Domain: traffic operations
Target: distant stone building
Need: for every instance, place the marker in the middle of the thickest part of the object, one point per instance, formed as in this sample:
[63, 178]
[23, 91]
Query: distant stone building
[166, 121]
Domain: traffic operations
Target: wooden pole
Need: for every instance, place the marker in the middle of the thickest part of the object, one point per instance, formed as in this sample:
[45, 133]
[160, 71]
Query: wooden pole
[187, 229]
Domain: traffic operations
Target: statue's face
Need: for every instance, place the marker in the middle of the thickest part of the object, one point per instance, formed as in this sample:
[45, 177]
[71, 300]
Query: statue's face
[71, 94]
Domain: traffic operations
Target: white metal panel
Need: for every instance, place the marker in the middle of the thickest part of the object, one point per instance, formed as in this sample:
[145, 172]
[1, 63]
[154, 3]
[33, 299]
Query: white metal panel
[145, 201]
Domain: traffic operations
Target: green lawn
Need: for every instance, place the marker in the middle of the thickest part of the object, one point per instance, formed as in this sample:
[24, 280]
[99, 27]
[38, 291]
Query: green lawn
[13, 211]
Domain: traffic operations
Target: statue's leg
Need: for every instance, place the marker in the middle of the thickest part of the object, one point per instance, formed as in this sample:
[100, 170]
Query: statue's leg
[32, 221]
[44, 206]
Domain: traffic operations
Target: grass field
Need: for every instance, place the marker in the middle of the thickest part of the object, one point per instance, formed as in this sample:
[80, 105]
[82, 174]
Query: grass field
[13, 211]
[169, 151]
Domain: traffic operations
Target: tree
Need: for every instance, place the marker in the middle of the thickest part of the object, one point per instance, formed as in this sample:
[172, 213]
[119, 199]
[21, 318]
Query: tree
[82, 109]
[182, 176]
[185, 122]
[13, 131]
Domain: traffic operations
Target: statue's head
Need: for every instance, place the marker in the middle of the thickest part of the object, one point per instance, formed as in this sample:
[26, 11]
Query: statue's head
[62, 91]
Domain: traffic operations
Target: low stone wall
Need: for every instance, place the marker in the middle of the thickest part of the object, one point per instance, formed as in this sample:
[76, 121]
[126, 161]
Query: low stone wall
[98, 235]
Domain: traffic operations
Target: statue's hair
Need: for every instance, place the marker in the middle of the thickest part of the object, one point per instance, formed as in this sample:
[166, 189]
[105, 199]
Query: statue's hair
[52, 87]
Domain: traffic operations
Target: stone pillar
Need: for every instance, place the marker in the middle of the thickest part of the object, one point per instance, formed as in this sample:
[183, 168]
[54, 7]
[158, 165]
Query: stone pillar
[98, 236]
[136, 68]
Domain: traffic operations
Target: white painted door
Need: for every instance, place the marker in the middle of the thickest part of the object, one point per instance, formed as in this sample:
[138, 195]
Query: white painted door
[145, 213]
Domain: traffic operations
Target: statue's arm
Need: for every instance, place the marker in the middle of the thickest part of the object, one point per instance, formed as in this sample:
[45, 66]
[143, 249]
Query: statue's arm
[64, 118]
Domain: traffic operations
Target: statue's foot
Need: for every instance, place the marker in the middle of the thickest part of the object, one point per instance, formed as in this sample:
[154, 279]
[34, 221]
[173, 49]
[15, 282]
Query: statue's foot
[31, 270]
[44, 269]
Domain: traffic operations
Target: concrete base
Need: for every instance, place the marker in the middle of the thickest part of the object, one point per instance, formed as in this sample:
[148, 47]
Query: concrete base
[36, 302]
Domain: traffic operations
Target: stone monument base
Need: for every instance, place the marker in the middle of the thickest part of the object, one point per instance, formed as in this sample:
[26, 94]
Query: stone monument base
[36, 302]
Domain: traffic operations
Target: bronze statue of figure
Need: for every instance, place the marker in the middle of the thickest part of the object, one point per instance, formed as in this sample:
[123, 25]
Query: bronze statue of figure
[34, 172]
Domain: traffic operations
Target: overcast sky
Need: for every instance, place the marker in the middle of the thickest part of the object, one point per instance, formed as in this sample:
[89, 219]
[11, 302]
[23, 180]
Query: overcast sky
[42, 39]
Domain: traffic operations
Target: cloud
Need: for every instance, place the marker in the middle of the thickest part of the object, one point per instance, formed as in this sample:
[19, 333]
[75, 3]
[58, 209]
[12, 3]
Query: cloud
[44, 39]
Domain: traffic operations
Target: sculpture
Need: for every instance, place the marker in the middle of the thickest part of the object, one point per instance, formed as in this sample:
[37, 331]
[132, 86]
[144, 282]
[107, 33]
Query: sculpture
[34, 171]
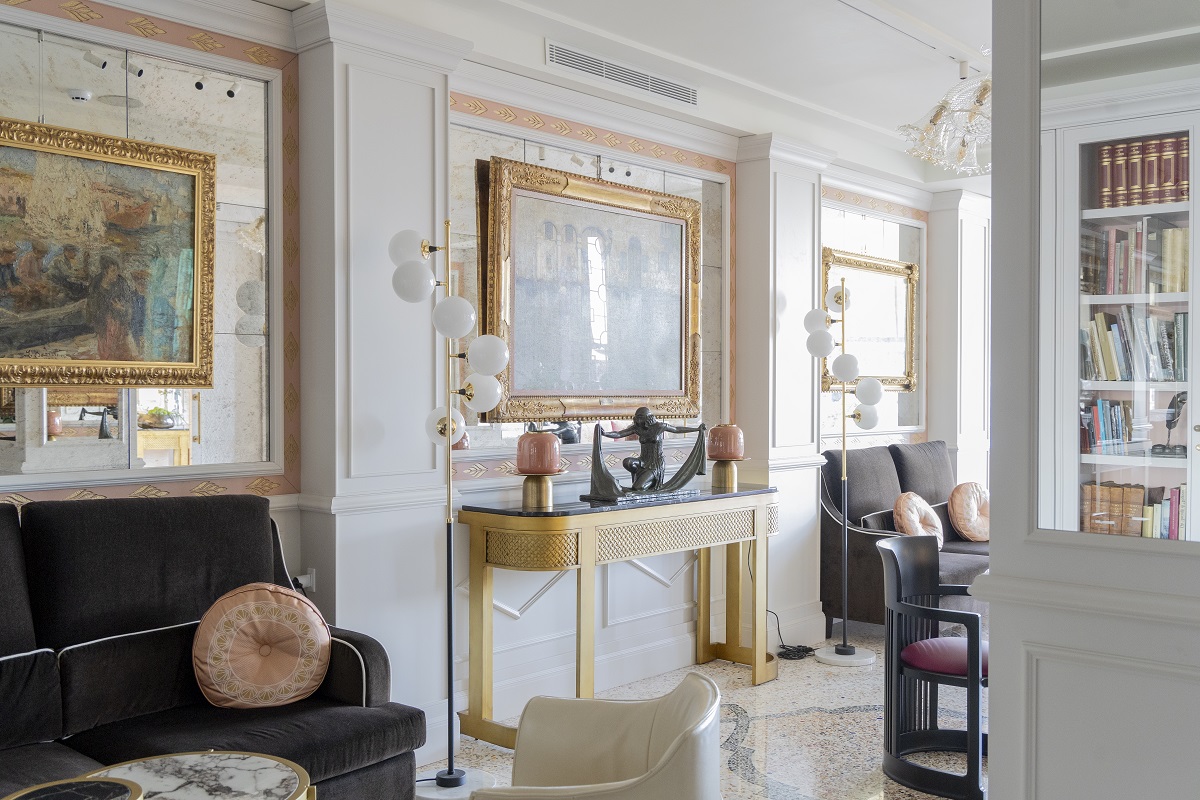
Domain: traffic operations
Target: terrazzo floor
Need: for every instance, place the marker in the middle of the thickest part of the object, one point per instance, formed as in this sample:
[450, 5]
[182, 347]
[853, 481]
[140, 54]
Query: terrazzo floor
[816, 733]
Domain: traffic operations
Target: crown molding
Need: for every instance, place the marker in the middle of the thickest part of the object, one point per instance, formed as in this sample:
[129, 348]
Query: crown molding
[773, 146]
[246, 19]
[539, 95]
[1116, 104]
[333, 20]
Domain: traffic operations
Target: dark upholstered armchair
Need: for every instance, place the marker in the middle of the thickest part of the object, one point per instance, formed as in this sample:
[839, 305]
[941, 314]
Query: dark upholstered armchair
[877, 476]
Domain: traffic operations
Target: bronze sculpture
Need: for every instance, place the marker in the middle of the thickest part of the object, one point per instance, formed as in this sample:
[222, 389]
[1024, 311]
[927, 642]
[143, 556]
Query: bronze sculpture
[648, 468]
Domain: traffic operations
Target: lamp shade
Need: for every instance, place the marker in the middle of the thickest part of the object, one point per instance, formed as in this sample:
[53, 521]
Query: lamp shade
[403, 246]
[483, 392]
[413, 281]
[838, 299]
[435, 426]
[869, 391]
[820, 343]
[454, 317]
[845, 367]
[816, 320]
[487, 354]
[867, 416]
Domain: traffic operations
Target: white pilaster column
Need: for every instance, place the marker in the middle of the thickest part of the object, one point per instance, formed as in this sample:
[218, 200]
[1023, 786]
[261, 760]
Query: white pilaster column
[957, 329]
[774, 386]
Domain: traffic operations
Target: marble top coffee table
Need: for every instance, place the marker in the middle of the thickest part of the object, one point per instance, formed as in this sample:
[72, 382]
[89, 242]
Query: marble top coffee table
[214, 775]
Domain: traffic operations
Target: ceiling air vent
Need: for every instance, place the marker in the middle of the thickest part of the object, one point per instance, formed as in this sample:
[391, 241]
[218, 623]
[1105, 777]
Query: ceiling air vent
[595, 66]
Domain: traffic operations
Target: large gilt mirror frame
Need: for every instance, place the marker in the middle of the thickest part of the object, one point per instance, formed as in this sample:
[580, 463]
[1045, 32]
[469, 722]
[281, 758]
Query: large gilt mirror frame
[882, 319]
[595, 289]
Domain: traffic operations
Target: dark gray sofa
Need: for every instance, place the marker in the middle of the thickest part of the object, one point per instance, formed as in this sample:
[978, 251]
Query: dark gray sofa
[877, 476]
[99, 605]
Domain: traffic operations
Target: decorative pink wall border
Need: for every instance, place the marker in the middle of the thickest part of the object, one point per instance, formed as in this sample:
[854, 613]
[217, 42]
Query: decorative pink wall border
[873, 203]
[99, 14]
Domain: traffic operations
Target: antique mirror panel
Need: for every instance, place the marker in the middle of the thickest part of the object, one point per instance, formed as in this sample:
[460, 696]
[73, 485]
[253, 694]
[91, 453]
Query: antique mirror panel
[95, 88]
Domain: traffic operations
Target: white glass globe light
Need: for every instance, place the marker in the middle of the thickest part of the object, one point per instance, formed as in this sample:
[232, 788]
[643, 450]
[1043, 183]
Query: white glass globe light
[435, 425]
[405, 246]
[483, 392]
[454, 317]
[487, 354]
[816, 320]
[820, 343]
[869, 391]
[845, 367]
[835, 304]
[413, 281]
[867, 416]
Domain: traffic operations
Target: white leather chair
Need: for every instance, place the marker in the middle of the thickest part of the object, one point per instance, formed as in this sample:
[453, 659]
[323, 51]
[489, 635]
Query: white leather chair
[633, 750]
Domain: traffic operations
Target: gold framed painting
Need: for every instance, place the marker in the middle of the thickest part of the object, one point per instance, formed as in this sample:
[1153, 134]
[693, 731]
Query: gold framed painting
[882, 313]
[595, 289]
[106, 260]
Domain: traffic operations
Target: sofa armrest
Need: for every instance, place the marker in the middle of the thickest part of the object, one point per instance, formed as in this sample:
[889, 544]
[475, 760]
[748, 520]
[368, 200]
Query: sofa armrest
[359, 672]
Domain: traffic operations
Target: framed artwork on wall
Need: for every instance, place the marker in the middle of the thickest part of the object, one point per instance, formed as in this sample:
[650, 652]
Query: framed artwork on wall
[595, 289]
[106, 260]
[883, 293]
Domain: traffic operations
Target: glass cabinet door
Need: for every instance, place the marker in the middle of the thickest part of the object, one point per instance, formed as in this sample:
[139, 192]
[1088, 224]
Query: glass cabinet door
[1122, 340]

■ **Problem**: Using the listing above, copy exactly the line that contains "Query: distant stone building", the line that contains "Target: white metal panel", and each line that falls between them.

■ **Response below**:
Query: distant stone building
[166, 121]
Domain: traffic operations
Target: wooden pole
Need: for every instance, place the marker in the middle of the thickest part of the object, one point per instance, formed as in this sample:
[45, 133]
[160, 71]
Query: wooden pole
[187, 229]
Domain: traffic operations
Target: statue's face
Need: for every instance, place the marker in the middle of the thickest part of the object, one point per instance, formed as in this sample:
[45, 177]
[71, 300]
Query: statue's face
[71, 94]
Domain: traffic operations
Target: white metal panel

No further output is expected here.